PROBLEM TO WORK ON.
Where the string "give" occurs in the material below, report the whole line.

━━━━

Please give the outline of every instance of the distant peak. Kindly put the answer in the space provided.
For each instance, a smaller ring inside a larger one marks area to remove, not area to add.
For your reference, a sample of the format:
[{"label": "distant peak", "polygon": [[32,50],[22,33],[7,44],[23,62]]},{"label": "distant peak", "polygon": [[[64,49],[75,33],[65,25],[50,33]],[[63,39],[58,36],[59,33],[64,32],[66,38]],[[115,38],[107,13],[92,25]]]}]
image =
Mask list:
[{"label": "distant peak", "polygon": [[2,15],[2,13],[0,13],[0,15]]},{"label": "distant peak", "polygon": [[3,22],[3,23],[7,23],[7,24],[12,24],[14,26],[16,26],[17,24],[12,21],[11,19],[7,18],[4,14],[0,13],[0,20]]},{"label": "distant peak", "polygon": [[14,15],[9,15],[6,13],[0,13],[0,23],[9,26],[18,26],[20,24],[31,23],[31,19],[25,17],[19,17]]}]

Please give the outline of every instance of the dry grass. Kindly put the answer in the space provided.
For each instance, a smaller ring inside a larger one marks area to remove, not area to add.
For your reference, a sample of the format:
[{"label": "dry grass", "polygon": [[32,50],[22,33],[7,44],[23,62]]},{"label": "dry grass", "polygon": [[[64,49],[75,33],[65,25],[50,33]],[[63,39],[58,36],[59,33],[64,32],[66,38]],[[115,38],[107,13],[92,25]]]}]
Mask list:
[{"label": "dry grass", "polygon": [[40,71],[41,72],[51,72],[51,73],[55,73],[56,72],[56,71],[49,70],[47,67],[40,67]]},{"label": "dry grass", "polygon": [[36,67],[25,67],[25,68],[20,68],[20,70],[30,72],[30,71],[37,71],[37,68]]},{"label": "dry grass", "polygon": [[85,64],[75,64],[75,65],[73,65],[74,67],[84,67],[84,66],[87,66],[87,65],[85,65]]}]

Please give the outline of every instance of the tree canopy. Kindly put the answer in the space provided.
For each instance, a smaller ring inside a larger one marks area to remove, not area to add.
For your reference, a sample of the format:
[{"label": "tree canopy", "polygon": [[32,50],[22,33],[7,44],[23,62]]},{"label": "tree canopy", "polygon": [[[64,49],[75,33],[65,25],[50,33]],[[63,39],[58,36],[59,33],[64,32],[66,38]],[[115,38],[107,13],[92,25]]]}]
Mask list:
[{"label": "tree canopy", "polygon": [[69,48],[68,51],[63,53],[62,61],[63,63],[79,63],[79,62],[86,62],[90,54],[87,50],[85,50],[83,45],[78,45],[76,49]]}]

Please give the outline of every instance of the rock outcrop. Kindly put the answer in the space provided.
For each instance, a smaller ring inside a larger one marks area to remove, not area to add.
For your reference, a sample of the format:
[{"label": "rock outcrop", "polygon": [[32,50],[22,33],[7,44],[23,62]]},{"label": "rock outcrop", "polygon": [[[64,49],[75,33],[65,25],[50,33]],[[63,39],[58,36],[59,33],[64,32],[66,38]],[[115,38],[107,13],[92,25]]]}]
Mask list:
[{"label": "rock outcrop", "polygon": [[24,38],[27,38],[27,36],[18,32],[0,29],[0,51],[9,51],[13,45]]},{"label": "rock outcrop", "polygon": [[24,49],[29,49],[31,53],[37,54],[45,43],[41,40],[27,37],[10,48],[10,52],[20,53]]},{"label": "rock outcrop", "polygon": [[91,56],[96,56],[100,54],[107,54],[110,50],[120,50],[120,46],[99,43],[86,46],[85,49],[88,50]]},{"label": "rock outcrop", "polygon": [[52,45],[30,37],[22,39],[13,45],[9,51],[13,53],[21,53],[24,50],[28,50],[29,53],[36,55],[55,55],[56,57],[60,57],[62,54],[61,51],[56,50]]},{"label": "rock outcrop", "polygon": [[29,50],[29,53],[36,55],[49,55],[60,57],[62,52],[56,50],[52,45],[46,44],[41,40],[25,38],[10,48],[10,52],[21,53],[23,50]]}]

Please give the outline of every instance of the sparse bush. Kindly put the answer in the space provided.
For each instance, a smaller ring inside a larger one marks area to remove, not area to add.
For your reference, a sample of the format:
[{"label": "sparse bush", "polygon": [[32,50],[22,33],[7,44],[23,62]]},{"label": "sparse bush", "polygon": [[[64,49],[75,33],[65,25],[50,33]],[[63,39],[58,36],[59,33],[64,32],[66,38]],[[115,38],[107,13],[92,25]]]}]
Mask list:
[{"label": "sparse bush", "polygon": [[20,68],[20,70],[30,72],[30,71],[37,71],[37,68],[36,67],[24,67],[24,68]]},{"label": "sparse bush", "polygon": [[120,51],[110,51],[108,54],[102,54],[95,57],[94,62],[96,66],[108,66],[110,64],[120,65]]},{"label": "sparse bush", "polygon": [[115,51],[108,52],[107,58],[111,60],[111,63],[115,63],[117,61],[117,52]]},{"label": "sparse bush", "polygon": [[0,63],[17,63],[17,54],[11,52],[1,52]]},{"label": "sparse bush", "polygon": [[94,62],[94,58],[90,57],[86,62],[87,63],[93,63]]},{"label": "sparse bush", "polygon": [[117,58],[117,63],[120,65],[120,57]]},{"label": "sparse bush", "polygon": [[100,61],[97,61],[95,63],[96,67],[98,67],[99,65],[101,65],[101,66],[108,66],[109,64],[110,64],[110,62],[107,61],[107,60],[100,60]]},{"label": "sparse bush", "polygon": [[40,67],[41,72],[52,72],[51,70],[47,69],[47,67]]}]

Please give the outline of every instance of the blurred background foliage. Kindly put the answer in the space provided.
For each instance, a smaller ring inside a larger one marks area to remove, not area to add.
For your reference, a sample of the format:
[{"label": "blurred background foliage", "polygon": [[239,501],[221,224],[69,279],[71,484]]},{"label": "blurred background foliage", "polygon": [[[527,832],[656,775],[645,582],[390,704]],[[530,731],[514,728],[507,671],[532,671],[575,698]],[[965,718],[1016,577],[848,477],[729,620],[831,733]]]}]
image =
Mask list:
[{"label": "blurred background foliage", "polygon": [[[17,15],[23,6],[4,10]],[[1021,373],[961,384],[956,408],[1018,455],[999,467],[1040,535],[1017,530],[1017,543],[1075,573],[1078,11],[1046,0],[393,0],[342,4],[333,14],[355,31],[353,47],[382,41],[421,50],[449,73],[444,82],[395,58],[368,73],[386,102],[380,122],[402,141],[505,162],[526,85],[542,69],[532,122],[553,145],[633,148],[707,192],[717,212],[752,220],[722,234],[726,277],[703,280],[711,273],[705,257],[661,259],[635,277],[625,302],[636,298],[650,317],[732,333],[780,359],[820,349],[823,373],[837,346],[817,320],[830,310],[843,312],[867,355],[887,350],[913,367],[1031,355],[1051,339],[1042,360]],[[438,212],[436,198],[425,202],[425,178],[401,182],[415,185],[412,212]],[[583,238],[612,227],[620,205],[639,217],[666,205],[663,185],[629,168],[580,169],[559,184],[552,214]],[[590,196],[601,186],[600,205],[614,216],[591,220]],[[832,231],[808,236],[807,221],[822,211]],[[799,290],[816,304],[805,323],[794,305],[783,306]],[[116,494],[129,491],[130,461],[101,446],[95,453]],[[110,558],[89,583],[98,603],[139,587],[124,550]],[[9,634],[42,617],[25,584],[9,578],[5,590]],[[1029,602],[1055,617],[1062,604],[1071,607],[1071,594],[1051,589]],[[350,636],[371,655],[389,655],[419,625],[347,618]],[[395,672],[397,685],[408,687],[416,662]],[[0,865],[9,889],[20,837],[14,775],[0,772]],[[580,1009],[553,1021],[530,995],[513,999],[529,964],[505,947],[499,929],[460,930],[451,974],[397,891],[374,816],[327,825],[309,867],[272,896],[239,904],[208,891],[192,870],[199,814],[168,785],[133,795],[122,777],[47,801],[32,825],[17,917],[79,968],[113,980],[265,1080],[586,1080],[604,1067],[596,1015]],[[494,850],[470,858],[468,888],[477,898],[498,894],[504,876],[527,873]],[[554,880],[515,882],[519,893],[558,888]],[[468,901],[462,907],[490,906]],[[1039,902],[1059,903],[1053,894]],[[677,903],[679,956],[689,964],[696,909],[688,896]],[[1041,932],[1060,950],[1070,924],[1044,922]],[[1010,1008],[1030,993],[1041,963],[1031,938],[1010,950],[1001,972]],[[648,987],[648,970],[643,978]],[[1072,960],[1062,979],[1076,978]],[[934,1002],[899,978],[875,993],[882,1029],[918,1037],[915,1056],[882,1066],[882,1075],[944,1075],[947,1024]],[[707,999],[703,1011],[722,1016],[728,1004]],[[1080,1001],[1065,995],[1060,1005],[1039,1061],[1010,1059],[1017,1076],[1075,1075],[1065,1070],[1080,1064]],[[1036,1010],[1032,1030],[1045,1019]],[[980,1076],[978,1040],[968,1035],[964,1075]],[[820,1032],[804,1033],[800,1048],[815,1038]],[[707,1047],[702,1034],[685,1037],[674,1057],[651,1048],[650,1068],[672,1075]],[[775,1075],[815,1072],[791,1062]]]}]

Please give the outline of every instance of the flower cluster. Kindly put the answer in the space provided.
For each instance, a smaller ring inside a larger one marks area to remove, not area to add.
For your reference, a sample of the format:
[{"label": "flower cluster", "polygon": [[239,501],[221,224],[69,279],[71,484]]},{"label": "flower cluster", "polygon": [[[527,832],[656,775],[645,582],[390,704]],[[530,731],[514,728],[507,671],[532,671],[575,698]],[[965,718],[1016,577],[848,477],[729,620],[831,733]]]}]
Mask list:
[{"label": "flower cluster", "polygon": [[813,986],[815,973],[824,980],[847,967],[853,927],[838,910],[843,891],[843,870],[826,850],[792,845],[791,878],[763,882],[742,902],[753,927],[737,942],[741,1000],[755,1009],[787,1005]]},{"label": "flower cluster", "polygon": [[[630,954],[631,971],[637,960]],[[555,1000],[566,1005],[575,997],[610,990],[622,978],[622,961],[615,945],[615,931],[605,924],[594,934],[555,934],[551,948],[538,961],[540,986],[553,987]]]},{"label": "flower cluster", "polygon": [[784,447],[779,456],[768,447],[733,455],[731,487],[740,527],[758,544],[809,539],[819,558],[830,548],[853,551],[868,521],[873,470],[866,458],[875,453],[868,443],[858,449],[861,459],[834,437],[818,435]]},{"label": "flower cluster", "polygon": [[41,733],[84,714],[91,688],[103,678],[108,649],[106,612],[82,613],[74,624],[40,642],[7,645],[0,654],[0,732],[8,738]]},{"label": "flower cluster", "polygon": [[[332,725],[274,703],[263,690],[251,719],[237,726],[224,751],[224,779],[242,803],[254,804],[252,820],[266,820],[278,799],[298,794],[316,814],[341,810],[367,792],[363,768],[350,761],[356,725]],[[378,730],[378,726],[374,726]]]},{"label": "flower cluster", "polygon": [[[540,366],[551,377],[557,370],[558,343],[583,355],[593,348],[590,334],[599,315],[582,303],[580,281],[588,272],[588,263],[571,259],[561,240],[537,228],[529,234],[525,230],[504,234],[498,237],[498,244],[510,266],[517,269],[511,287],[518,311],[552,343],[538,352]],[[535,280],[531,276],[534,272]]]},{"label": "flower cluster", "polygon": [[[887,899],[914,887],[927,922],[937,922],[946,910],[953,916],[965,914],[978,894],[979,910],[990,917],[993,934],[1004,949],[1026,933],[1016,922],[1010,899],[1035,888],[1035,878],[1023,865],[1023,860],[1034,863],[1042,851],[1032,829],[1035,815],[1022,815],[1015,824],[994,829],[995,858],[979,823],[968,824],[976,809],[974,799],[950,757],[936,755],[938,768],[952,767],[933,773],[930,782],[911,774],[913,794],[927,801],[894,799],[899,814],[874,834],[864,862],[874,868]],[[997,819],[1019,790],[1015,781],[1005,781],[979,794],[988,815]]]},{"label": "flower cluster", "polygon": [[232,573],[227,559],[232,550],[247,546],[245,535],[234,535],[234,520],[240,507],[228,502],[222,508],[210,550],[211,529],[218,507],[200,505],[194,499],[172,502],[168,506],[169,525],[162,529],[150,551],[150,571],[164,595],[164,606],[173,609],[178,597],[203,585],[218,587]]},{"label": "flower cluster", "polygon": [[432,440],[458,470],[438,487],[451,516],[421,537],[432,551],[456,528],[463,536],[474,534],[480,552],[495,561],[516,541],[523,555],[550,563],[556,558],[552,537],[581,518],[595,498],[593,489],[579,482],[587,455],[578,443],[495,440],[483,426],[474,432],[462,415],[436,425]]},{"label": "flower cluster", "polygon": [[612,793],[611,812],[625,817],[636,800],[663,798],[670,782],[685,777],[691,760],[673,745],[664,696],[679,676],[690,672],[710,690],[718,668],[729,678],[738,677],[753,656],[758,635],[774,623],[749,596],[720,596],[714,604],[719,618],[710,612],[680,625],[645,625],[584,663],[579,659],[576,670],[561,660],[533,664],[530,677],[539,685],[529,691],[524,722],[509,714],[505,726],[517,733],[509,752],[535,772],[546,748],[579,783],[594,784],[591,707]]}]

━━━━

RESULT.
Please give the outline of every instance of the distant peak. Kindly put the answer in the space provided.
Please give the outline of every instance of the dry grass. Kindly put the answer in the space provided.
Please give the outline of every instance of the tree canopy. Kindly put the answer in the space provided.
Please give the outline of every instance of the rock outcrop. Kindly put the answer in the space provided.
Please give the outline of every instance of the sparse bush. Kindly put the answer in the space provided.
Please give the outline of every instance of the blurred background foliage. Kindly put the answer in the space provided.
Please give the outline of every instance of the flower cluster. Kindly put the answer in the space provided.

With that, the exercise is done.